§ EXERCISE GOAL:
Each line below that carries the string "green" must appear in the answer.

(PROVIDED DATA)

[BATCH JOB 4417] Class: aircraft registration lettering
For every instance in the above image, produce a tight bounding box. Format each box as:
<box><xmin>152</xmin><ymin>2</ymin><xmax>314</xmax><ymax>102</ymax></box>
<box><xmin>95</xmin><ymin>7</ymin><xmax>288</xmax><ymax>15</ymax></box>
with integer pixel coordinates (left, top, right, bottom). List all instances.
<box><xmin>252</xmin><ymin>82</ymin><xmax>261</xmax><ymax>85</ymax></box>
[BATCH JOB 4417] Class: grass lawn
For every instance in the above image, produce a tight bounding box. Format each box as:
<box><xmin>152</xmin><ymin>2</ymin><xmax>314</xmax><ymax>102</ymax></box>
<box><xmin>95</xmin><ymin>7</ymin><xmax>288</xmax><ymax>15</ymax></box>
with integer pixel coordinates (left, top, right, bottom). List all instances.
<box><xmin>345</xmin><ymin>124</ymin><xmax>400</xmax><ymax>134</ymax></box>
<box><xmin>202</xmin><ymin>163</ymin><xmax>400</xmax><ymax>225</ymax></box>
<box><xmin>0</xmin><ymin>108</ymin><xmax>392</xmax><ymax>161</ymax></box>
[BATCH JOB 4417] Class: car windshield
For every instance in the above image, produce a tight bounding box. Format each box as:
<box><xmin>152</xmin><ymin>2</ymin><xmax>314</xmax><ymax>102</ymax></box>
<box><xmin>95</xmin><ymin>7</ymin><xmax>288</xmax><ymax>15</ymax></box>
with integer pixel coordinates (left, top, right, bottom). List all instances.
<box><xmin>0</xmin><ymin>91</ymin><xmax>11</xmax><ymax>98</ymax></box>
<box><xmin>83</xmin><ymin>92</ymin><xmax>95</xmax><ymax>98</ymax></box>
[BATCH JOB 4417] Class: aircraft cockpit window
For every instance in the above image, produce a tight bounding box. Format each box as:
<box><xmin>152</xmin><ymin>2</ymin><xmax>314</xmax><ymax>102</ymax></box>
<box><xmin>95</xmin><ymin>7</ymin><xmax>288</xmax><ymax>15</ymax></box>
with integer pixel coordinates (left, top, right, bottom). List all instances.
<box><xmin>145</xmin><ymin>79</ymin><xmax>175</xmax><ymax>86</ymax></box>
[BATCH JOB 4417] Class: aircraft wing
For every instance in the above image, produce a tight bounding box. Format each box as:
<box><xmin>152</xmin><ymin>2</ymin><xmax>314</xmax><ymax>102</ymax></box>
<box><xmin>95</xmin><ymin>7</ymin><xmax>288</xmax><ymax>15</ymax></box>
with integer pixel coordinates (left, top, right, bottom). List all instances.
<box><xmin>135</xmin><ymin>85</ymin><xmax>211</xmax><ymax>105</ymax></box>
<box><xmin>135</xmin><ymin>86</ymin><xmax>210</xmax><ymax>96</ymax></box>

(End PROVIDED DATA)
(PROVIDED DATA)

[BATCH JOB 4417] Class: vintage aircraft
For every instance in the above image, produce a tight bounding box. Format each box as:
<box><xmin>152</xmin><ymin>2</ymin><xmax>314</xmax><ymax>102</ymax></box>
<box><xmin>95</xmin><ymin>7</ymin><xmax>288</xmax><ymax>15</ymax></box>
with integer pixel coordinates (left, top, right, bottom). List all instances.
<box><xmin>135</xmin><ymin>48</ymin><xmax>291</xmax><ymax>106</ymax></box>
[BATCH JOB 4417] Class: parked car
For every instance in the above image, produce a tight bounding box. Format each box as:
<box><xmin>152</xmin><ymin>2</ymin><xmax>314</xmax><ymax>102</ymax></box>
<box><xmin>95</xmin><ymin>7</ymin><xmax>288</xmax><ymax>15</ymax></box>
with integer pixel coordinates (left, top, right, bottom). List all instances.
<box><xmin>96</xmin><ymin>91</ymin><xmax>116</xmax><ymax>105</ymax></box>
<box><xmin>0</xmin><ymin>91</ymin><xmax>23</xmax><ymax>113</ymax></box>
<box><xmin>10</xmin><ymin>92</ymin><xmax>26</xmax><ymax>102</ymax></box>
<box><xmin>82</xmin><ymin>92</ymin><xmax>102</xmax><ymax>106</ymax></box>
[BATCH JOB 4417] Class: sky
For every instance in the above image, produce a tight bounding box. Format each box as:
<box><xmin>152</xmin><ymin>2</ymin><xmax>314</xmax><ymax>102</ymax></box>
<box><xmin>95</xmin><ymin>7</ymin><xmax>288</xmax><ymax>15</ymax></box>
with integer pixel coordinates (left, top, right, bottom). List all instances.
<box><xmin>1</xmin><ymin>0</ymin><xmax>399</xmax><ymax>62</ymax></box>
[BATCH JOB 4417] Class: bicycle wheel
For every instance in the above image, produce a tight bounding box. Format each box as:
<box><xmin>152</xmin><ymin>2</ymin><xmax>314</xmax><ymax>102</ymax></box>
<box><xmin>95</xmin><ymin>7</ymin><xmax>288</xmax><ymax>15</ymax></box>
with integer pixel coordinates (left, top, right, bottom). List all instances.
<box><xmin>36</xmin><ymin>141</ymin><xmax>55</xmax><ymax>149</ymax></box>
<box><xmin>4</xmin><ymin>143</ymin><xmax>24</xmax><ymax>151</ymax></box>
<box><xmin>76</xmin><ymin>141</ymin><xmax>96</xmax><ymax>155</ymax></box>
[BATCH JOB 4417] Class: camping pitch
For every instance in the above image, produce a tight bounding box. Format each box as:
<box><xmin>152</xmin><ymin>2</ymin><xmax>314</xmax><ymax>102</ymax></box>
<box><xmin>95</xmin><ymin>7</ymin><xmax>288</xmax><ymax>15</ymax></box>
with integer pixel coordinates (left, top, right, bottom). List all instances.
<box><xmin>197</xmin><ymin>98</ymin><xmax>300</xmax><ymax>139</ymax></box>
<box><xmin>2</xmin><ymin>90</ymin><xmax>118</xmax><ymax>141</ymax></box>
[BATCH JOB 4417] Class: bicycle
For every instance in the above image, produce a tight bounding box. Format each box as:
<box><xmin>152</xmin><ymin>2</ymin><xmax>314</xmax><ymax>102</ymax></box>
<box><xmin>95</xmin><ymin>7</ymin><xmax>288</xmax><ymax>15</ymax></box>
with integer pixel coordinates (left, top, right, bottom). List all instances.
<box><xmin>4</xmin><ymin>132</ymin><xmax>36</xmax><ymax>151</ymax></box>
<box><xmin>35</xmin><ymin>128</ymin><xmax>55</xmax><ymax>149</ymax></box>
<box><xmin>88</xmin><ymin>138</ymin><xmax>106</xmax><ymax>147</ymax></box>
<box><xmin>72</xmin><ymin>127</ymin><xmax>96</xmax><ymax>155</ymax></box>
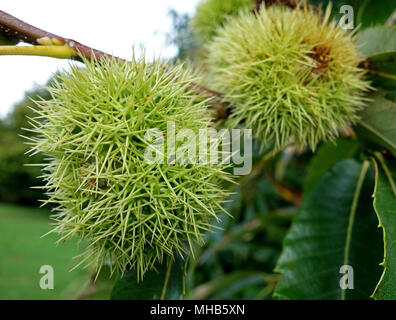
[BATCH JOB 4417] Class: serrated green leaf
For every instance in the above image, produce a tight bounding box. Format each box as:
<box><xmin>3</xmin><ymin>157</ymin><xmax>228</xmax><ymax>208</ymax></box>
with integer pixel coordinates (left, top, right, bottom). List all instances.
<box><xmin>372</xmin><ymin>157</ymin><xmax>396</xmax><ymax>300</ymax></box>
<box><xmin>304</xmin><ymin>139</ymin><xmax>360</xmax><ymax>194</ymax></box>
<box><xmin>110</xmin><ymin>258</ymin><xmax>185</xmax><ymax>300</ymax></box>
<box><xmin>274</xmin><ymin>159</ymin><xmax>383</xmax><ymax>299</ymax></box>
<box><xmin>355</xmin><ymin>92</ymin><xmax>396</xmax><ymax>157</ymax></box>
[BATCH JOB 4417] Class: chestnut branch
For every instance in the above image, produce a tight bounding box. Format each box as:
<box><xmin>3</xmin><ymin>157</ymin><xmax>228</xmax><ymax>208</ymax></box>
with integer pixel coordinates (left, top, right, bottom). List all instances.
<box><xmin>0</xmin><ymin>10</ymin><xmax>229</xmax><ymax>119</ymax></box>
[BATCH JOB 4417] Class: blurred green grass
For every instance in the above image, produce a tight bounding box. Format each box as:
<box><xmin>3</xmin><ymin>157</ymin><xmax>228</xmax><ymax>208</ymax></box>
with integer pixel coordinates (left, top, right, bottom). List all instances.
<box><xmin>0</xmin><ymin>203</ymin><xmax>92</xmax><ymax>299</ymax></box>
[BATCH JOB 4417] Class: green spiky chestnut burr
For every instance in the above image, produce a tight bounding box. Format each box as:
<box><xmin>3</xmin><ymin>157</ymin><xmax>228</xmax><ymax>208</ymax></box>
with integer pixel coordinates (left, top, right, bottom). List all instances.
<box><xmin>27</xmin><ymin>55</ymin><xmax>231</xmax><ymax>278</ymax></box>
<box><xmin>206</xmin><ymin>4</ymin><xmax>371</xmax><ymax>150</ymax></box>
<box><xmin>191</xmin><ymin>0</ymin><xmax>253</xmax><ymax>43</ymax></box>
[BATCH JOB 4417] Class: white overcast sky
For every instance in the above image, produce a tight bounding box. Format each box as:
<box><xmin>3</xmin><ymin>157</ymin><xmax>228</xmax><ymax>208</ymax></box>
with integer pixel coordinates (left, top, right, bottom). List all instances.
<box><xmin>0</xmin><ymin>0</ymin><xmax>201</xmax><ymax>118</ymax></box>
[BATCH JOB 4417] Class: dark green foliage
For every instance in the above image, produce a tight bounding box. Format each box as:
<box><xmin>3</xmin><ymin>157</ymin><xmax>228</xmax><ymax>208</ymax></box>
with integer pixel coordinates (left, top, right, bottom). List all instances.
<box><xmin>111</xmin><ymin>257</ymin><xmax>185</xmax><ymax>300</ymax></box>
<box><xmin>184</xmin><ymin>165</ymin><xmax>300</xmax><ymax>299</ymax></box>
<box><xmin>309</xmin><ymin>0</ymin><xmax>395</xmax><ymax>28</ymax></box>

(End PROVIDED DATA)

§ RESULT OF THIS TASK:
[BATCH JOB 4417] Class: serrated green leaf
[BATCH JOB 4417] Class: blurred green grass
[BATCH JOB 4417] Class: green spiky chestnut burr
[BATCH JOB 4417] Class: dark green foliage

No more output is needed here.